- Given task: Reproduce each of the rows below word for word, keeping their order.

- Dataset content:
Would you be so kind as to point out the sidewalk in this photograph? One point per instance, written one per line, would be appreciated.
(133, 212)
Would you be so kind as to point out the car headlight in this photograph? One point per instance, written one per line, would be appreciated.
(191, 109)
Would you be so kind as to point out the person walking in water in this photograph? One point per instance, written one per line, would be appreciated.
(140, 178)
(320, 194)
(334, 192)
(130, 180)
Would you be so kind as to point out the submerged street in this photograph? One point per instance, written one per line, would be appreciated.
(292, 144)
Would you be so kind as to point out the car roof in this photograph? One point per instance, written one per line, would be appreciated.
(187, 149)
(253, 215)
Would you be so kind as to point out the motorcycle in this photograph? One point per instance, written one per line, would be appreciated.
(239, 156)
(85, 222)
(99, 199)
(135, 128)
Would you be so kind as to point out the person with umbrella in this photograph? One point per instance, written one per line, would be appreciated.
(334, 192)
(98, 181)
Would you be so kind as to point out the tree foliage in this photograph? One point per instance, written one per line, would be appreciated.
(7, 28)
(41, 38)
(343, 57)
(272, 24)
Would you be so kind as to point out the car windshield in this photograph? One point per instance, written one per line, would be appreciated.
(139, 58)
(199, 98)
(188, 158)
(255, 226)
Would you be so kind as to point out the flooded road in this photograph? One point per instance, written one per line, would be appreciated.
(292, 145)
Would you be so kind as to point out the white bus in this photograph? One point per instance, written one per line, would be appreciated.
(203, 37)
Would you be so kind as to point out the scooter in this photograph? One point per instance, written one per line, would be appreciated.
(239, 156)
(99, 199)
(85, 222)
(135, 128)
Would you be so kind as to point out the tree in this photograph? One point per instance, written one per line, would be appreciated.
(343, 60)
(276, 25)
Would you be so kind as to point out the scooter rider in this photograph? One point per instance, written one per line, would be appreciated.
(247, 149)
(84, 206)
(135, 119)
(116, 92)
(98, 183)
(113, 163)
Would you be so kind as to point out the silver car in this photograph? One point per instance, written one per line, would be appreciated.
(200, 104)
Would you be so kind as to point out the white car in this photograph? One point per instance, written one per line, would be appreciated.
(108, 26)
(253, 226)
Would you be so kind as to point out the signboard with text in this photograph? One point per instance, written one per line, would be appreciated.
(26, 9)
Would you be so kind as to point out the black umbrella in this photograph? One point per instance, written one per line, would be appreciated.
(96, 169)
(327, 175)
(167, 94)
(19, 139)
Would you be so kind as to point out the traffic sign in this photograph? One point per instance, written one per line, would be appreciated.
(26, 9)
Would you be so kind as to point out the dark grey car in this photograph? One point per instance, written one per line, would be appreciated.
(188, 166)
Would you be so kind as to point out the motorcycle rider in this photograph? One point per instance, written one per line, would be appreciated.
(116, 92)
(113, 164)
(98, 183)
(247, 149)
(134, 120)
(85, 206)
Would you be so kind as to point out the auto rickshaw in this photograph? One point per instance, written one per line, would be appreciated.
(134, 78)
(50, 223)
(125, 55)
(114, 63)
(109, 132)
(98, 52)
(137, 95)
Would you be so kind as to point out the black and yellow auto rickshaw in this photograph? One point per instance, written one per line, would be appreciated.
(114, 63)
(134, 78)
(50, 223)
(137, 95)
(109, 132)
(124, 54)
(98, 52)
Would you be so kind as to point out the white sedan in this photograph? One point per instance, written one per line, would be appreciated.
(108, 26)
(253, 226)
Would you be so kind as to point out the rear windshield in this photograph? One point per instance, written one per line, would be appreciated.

- Written answer:
Would you be so kind as to point out the sidewalk in this photograph? One point per instance, written one per line, would be appreciated.
(133, 212)
Would you be so kind as to point out the car headlight in this photograph? One point per instance, written one per line, would be appreciated.
(191, 109)
Would you be so kind as to point out the person walking in water in this photograph? One point per instance, written one per line, would be appreciated.
(140, 178)
(320, 194)
(334, 192)
(130, 180)
Would you be so kind as to point out the submerged street in this photograph? One point per instance, written one per line, would be appreciated.
(292, 144)
Would you be so kind as to point out the car roof in this photograph? One point per instance, written one per line, would be appreciated.
(187, 149)
(253, 215)
Would you be so kind as to point out the motorcycle in this photograph? One point per instance, written one per line, would be appreciated.
(239, 156)
(85, 222)
(99, 199)
(135, 128)
Would you be so kind as to point out the person with umbrella in this photograph? One point per instance, written one per line, would be appreciated.
(334, 192)
(98, 181)
Would you be so kind as to point out the tree foliage in this photograph? One point per instance, written one per line, would be appreciated.
(7, 28)
(41, 38)
(343, 57)
(272, 24)
Would you be so kind as to point out the car windshield in this photograph? One point per instance, written one per line, would be appreciated.
(139, 58)
(199, 98)
(188, 158)
(255, 226)
Would you be so kind as to point out the flooded road in this photograph? One point per instance, written one per line, would be appreciated.
(292, 145)
Would you be so kind as to point out the white bus in this photograph? One point per instance, written one per line, would be appreciated.
(203, 37)
Would you be so kind as to point out the scooter in this photograph? One point per instance, written one per line, would be appreciated.
(239, 156)
(99, 199)
(85, 222)
(135, 128)
Would you be so kind as to point out the tree in this photograph? One point per instance, written one per line, would be appreciated.
(343, 60)
(276, 25)
Would you be so kind as to point out the scooter rider in this photograph? One point per instance, written one per line, would be appreciated.
(247, 149)
(84, 206)
(135, 119)
(116, 92)
(98, 183)
(113, 163)
Would you be so kind as to point out the silver car in this photograph? One point per instance, written one per line, would be appreciated.
(200, 104)
Would you be so kind as to point out the white car in this photograph? One point per instance, written one per line, would be appreciated.
(108, 26)
(253, 226)
Would you be so kind as to point out the signboard with text in this photograph? One point per instance, written one per line, would be appreciated.
(26, 9)
Would you be so kind as to point out the black umbrella in this photograph? One point per instance, written one per line, would be appreciated.
(96, 169)
(327, 175)
(167, 94)
(19, 139)
Would you be so kind as to point out the traffic sign in this photograph? One point per instance, written one per line, would be appreciated.
(26, 9)
Would you be so kind as to point out the dark grey car in this photograph? One point per instance, written one per line, would be appreciated.
(188, 166)
Would you be so kind as to point out the motorcycle rider in this photograph? One point per instance, written one per line, would be appreciated.
(116, 92)
(113, 164)
(98, 183)
(247, 149)
(134, 120)
(85, 206)
Would you be so kind as to point out the auto rickshaw in this photograph? One point per instance, written one per line, would be appreciated.
(134, 78)
(50, 223)
(125, 55)
(114, 63)
(109, 132)
(98, 52)
(137, 95)
Would you be so kind as to point out the black and yellow auto rickshaw in this photograph? One point per instance, written one per line, would be appreciated.
(114, 63)
(134, 78)
(50, 223)
(137, 95)
(109, 132)
(124, 54)
(98, 52)
Would you be so kind as to point out the white sedan in this photograph? One point per instance, written one per line, would be appreciated.
(108, 26)
(253, 226)
Would you be so kind as to point out the rear windshield in this photograph? One point per instance, written one per line, would be appreciated.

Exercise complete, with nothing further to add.